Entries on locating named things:

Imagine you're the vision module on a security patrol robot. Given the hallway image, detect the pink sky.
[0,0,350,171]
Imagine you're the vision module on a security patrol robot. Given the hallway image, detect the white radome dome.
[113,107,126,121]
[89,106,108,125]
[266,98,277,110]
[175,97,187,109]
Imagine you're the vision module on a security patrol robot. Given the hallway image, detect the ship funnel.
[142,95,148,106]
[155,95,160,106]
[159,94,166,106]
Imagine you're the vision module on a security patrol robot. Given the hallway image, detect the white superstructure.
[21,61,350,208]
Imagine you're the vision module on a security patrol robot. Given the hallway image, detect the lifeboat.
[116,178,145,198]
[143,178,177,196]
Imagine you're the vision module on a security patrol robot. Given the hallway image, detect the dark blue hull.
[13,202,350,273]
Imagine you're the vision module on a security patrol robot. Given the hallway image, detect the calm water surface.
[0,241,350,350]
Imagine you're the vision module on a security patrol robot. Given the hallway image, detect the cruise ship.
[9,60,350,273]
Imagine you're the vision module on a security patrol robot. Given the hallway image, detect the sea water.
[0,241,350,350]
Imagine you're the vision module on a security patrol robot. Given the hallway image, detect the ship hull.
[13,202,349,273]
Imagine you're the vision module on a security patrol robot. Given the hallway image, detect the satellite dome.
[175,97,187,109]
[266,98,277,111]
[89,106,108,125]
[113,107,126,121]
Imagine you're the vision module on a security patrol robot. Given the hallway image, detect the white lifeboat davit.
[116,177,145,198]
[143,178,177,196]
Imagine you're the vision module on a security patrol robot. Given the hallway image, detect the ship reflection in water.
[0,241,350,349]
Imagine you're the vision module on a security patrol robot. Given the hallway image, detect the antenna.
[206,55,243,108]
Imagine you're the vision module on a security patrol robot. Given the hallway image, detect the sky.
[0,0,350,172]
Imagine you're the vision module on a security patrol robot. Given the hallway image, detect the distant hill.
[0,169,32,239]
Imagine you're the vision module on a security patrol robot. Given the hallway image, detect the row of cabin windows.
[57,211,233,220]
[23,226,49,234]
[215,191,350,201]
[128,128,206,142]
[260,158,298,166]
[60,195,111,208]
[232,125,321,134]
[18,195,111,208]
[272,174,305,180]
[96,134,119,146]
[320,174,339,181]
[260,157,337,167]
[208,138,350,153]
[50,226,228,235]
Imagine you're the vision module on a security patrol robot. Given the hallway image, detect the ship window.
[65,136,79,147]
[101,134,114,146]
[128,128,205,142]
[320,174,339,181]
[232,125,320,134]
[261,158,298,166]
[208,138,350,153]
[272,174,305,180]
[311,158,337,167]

**Task:** Rewrite the lines from the one containing "white radome dome." through the one containing "[0,169,32,239]", replacing "hallway" with "dockside" and leaving everything else as it is.

**Written answer:**
Imagine you're the vision module on a security patrol robot. Given the dockside image, detect the white radome dome.
[113,107,126,121]
[89,106,108,125]
[266,98,277,110]
[175,97,187,109]
Imagine you're the vision module on a security patrol robot. Given the dockside image, detect the ship funnel.
[142,95,148,106]
[155,95,160,106]
[159,94,166,106]
Imagine you're the vision module on a security patrol robot. Given the dockside image, detect the white superstructure.
[21,61,350,208]
Imagine you're the vision module on a security patrol robot. Given the dockside image, detect the lifeboat.
[116,178,145,198]
[143,178,177,196]
Imagine you're the vision module on a security patrol robot. Given the dockside image, detect the dark blue hull.
[13,202,350,273]
Imagine you're the vision module on a security patrol robot. Given the dockside image, detect the calm water surface.
[0,241,350,350]
Imagine you're the vision module on a security patrol robot. Given the dockside image, detect the cruise ship.
[9,60,350,273]
Imagine you're the vision module on a security patrol robot. Given the dockside image, detect the sea water.
[0,241,350,350]
Imagine you're the vision module on a security patrol robot. Given the dockside image, detect the ship hull.
[13,202,349,273]
Imagine you're the vision module on a security patrol robot. Given the dockside image, detect the satellite dome.
[175,97,187,109]
[266,98,277,111]
[89,106,108,125]
[113,107,126,121]
Imagine you're the vision module on a security patrol robot. Given the dockside image, detect the white lifeboat davit.
[116,177,145,198]
[143,178,177,196]
Imagine you're the vision module on a security patrol robot. Given the dockside image, detect the ship reflection in water.
[0,241,350,349]
Imagine you're the vision module on a security patrol robot. Given the dockside image, detect the antenna.
[206,55,243,108]
Imagine you're the vision module on a security patrol robot. Given the dockside image, detect the sky.
[0,0,350,172]
Imagine you're the vision module on a security patrol robot. Given the dockside image, detect the distant hill.
[0,169,32,239]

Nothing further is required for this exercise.